• _AIM_
Write out the listing below from the line containing "Find the tractor" to its last line, unaltered, ends included.

:: AVAILABLE DATA

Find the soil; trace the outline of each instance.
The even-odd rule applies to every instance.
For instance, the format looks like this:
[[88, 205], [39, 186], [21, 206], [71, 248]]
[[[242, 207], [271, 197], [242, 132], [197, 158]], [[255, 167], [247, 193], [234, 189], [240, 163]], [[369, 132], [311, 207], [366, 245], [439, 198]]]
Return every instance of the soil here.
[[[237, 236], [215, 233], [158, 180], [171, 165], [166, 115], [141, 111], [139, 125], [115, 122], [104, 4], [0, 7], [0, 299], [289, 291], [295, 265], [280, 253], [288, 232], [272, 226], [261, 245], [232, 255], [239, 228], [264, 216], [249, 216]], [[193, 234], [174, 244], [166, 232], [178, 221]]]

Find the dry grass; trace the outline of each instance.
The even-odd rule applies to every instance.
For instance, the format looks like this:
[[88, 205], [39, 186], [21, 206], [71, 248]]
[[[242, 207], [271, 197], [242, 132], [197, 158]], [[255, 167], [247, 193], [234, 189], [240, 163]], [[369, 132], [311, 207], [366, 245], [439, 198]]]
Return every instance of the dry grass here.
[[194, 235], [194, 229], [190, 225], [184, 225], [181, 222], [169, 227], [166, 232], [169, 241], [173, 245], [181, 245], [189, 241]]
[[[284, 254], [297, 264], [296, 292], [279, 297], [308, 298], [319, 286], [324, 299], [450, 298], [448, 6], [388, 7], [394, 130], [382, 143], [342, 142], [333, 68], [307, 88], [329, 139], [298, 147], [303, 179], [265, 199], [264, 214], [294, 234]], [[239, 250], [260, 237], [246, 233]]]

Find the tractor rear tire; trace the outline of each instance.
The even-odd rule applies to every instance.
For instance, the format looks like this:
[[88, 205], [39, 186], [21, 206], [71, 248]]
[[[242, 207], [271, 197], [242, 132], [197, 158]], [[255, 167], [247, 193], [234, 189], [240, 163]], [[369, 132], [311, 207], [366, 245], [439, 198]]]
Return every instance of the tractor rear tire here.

::::

• _RESULT BELOW_
Find the tractor rear tire; trace the outline of each instance.
The even-odd rule applies to every instance.
For instance, the format looks like this:
[[88, 205], [39, 186], [21, 206], [71, 248]]
[[[242, 207], [271, 197], [242, 132], [197, 158]], [[255, 167], [247, 193], [234, 189], [240, 163]], [[369, 132], [311, 207], [366, 245], [439, 198]]]
Return every instance of the tractor rear tire here.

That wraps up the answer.